__EXCERPTED PASSAGE__
· · · · ·

Stella Cooper is pictured in the grounds of St Pancras Priory. Each week Stella takes Holy Communion to Mary McDougall in Ringmer. Stella reads at Holy Mass and organises the readers rota for the 6pm Vigil Mass. She is always full of good humour and is a joy to meet. The other day I bumped into her at the garden centre, she was there for her dinner!

Wednesday 25 May 2011

Mrs Brenda & Mr Tony Wade at the Mass of St Pancras, Lewes Priory on the Feast

The baptism of Greta

Last Saturday Greta was baptised at St Pancras. The daughter of Andrei & Caroline, this family live in Canada. Caroline & Andrei were married in St Pancras Lewes on 1st November 2008. This was a lovely occasion. Andrei's mother was present from Russia and Caroline's parents from Gundreda Road! There were also assorted friends and family. Mrs Wade, one of our longstanding parishioners and Caroline's first school teacher, came to the baptisim. Baptism is the most beautiful moment, and the most important.  We treasure the celebration of a baptism, not least because it is the most eloquent reminder of our own moment of baptism and therefore the most important day of our lives. 

Thursday 12 May 2011

Holy Mass of St Pancras at Lewes Priory

Was this the first Mass to be celebrated at Lewes Priory since the English Protestant Reformation and the destruction of the Priory Church.? Almost 200 of us gathered to celebrate the Mass of St Pancras our Patron. The Mass was offered for Fr Tony Collins who is sick and all those who are sick in the parish.
Pancras the Peerless Patron of children, Pray for us

Saturday 7 May 2011

Pope Blessed John Paul II

I managed to be in Rome for a few days after the beatification ceremonies of John Paul II. I was with freinds and a vast number of pilgrims and we managed to find our way into the basilica at 2am on Monday! It was worth the wait. I prayed for the parish and for all parishioners at the relics of Pope Blessed John Paul II.   

Friday 29 April 2011

William & Catherine, Peter & Laura

Trish Underhill made this splendid wedding cake for the Royal Wedding. It will not actually be used by the happy couple but by well wishers who will be partying during the day. We will remember William and Catherine at Mass on Easter Friday. On Easter Saturday at St Pancras we celebrate the marriage of Peter MacNeil & Laura Flynn.

· · · · ·

__RECORD SET__
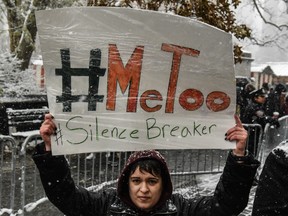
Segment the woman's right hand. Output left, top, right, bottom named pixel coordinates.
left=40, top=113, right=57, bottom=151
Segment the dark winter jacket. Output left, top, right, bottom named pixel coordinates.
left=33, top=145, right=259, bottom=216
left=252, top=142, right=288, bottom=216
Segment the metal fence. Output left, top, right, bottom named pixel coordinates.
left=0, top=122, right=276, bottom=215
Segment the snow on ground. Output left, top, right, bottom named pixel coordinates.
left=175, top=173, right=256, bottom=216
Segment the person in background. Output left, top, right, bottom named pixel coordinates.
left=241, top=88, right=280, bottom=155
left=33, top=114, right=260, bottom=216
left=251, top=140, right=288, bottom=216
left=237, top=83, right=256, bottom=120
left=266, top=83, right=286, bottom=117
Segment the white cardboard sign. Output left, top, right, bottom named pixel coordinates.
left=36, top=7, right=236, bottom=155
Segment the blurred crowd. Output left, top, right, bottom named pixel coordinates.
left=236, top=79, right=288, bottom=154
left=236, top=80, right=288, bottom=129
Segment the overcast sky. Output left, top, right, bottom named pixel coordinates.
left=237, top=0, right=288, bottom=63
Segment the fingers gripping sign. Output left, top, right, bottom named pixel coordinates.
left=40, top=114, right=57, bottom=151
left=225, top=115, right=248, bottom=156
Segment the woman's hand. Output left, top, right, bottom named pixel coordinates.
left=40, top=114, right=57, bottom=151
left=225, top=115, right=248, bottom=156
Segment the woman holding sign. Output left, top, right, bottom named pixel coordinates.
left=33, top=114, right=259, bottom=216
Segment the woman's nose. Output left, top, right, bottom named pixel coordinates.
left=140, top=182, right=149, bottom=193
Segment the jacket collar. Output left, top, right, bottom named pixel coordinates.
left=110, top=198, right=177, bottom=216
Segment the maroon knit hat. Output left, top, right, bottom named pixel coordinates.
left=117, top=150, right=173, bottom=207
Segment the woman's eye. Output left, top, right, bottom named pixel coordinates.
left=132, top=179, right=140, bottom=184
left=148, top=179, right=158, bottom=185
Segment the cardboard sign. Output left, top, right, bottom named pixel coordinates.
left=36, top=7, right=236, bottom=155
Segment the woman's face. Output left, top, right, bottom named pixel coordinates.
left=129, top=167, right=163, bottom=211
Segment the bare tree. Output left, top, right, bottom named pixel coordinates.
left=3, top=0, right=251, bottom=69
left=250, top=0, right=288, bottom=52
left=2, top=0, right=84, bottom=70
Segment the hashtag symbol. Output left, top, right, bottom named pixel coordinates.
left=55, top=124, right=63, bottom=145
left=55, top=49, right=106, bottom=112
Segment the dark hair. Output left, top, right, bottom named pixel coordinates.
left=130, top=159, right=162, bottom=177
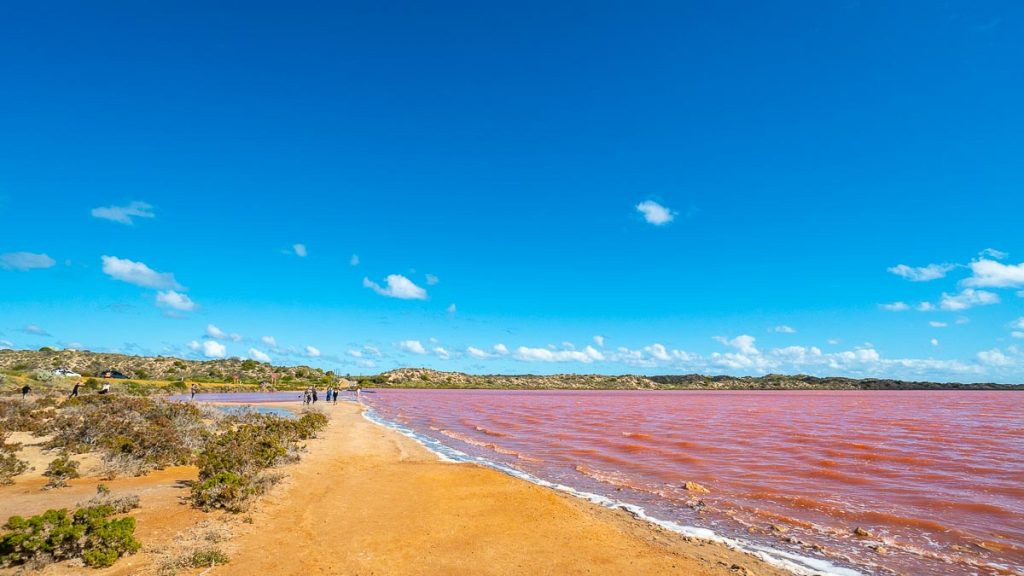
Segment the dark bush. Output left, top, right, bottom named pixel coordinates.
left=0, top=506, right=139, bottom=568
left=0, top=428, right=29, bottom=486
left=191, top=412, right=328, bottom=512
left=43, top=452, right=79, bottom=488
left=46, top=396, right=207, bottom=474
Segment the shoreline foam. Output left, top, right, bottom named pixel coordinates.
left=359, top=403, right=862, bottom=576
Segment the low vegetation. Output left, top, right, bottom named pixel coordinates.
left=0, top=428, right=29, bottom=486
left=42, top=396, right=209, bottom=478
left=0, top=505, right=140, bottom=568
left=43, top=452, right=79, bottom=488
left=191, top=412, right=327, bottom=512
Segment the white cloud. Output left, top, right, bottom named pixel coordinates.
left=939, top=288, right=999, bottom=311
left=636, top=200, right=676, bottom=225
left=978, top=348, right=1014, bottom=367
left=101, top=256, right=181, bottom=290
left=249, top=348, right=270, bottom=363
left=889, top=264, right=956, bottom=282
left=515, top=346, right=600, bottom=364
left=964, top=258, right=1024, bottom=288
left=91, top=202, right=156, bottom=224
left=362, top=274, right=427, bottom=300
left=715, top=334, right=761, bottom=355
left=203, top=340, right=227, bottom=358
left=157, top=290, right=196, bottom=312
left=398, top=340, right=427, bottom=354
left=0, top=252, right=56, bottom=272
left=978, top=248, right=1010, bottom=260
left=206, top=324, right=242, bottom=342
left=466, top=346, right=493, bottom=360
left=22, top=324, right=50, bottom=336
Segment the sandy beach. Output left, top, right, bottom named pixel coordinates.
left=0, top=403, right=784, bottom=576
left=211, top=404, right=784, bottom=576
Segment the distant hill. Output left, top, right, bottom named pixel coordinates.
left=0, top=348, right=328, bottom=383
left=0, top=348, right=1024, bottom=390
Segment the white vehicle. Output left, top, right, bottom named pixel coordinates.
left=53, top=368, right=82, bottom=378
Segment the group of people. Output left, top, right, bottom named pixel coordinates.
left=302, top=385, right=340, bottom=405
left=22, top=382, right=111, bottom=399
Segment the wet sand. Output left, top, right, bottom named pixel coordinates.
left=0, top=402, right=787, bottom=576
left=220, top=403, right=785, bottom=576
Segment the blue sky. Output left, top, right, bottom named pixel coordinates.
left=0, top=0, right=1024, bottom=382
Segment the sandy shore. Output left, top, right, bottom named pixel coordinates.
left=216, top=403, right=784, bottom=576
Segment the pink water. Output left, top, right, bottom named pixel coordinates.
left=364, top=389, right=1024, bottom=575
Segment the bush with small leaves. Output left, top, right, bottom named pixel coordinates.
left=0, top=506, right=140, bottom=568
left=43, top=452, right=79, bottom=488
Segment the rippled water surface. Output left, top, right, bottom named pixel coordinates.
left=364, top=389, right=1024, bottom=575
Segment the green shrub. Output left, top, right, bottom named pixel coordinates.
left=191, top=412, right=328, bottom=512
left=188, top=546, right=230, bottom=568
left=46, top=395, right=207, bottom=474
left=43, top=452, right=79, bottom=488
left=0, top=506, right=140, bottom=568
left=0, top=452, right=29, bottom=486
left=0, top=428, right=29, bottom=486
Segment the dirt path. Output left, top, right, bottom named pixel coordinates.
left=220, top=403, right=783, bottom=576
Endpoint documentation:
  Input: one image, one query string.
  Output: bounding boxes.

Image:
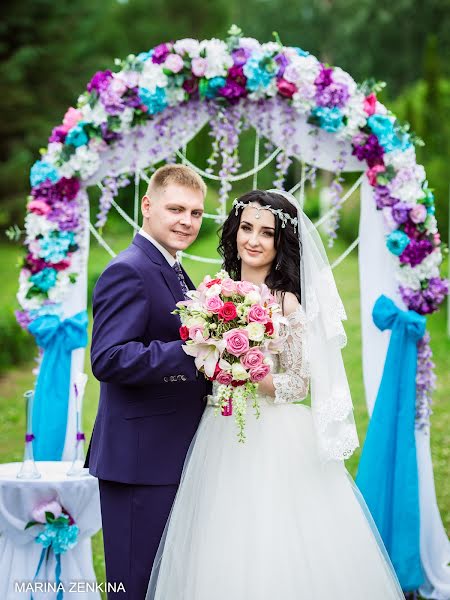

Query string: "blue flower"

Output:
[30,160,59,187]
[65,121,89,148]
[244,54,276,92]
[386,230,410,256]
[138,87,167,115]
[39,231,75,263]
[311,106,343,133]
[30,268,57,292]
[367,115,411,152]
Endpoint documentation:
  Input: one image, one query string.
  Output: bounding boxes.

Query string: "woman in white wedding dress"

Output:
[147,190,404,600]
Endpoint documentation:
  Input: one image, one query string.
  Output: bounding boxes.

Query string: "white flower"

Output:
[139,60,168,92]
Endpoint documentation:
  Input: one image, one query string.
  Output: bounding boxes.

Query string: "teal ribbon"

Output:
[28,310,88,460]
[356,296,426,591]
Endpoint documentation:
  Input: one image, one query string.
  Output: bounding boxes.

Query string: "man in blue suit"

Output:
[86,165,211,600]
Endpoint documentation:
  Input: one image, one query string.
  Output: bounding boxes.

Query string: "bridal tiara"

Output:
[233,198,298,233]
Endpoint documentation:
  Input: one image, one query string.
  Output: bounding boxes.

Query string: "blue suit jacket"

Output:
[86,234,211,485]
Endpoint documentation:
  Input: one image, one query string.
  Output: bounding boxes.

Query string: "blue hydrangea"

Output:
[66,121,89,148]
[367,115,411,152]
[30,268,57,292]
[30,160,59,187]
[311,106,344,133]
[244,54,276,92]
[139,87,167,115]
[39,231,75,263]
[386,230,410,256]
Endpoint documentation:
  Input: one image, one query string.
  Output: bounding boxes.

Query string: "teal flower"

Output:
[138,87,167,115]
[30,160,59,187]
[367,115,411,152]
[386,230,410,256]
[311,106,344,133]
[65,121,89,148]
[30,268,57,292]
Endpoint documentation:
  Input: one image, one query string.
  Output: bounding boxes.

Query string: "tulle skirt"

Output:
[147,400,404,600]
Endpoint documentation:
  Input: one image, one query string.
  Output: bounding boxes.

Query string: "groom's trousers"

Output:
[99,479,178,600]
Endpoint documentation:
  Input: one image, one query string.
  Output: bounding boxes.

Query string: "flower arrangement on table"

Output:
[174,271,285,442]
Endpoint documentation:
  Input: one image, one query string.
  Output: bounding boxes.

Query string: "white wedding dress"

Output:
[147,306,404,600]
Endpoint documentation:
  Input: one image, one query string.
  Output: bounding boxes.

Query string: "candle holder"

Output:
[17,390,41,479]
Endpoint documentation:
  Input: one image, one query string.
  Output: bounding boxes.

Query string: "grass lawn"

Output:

· · · · ·

__GIVEN TASK__
Copy the St Pancras parish news word for word, starting at "Holy Mass of" and ending at "Blessed John Paul II.".

__RESPONSE TO THIS EXERCISE__
Holy Mass of St Pancras at Lewes Priory

Was this the first Mass to be celebrated at Lewes Priory since the English Protestant Reformation and the destruction of the Priory Church.? Almost 200 of us gathered to celebrate the Mass of St Pancras our Patron. The Mass was offered for Fr Tony Collins who is sick and all those who are sick in the parish.
Pancras the Peerless Patron of children, Pray for us

Saturday 7 May 2011

Pope Blessed John Paul II

I managed to be in Rome for a few days after the beatification ceremonies of John Paul II. I was with freinds and a vast number of pilgrims and we managed to find our way into the basilica at 2am on Monday! It was worth the wait. I prayed for the parish and for all parishioners at the relics of Pope Blessed John Paul II.